● **Listed entries**
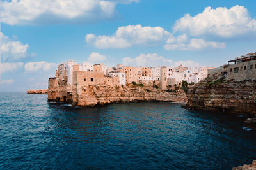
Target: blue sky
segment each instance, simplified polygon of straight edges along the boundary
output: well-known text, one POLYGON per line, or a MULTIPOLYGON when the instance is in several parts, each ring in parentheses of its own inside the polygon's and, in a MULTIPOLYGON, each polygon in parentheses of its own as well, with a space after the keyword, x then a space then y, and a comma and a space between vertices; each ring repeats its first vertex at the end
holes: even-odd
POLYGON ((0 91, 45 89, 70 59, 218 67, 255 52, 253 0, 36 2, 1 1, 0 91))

* * *

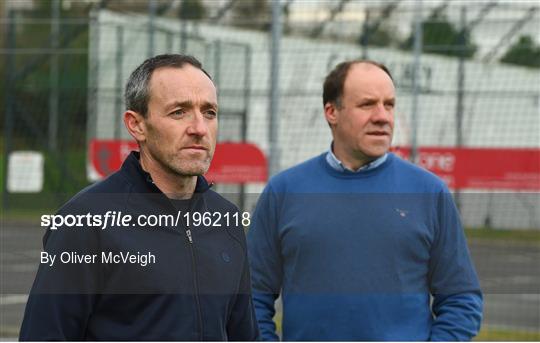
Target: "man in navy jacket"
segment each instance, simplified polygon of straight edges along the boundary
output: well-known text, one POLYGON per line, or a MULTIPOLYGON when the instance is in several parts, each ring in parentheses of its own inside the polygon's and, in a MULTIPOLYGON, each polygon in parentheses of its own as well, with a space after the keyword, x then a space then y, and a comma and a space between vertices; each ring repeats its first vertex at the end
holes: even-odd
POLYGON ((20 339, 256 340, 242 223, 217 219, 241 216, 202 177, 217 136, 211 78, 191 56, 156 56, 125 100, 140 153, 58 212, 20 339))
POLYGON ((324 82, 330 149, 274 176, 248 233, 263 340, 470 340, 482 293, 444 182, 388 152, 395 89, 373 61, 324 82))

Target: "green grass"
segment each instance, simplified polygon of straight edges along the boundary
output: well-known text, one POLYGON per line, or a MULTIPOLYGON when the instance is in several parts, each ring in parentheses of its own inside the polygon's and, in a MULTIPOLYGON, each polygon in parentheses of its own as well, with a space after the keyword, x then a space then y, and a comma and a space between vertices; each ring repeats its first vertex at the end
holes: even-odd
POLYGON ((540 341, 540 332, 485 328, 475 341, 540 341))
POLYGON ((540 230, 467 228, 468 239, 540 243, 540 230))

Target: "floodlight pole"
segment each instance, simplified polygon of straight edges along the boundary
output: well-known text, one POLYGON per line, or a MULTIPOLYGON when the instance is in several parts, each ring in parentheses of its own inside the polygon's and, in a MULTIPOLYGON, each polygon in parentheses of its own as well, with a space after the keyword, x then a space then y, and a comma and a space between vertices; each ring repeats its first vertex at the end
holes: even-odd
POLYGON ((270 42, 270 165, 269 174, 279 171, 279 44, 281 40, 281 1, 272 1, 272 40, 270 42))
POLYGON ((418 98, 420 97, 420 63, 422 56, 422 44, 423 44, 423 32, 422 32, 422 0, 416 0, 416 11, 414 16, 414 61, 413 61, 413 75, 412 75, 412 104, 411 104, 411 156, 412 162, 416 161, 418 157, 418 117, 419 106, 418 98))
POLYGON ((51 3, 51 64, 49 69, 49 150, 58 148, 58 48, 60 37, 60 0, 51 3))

---

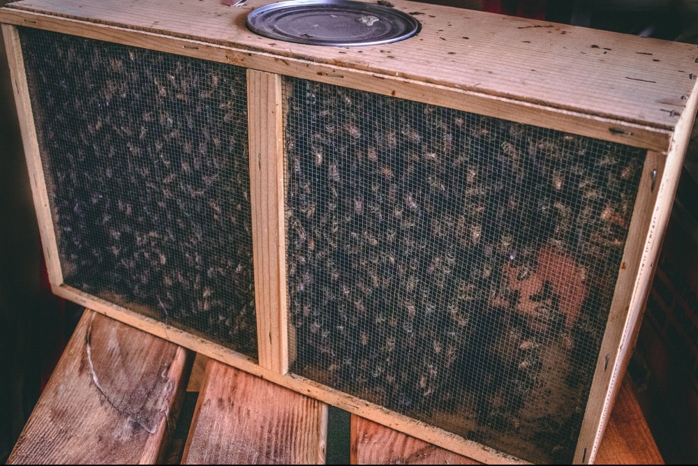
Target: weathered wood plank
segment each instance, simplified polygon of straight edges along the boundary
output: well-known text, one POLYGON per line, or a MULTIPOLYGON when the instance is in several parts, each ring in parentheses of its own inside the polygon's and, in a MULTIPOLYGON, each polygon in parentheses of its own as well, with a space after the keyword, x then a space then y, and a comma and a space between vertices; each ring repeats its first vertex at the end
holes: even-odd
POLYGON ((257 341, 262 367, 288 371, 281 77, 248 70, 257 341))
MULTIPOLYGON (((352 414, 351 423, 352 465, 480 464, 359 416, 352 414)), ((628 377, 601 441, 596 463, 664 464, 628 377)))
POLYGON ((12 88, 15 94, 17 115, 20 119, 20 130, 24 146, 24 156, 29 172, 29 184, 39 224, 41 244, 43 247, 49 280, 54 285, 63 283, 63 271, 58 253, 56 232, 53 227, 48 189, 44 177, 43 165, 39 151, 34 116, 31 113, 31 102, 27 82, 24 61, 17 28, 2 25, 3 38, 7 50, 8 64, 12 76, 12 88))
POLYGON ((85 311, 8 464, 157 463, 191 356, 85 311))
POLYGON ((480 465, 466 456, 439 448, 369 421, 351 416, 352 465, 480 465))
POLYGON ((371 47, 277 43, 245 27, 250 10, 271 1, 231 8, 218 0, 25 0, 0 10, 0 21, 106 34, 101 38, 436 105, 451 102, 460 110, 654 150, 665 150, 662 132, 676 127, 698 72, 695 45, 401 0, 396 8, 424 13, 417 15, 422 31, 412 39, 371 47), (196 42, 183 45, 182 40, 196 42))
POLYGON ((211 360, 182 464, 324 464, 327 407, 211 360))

● **What you will do**
Print the data between the line holding "Target: weathered wood plank" and the line holding "MULTIPOLYGON (((352 414, 351", inclusive, reproducing each line verbatim.

● **Written answer**
Target: weathered wood plank
segment each instance, simplified polygon of straight edges along the boundary
output: well-known text, one POLYGON per line, or a MULTIPOLYGON when the instance is in several parts, each ring in parentheses of its own inside the polygon's and, in a MULTIPOLYGON, each polygon in parentheses of its own as well, with a space after the keyword, x then a space then y, and a comma and a space between vertices; each ring repeats its first vertex at the end
holes: even-odd
POLYGON ((257 341, 262 367, 288 371, 281 77, 248 70, 257 341))
MULTIPOLYGON (((352 414, 351 423, 352 465, 480 464, 359 416, 352 414)), ((628 377, 601 441, 596 463, 664 464, 628 377)))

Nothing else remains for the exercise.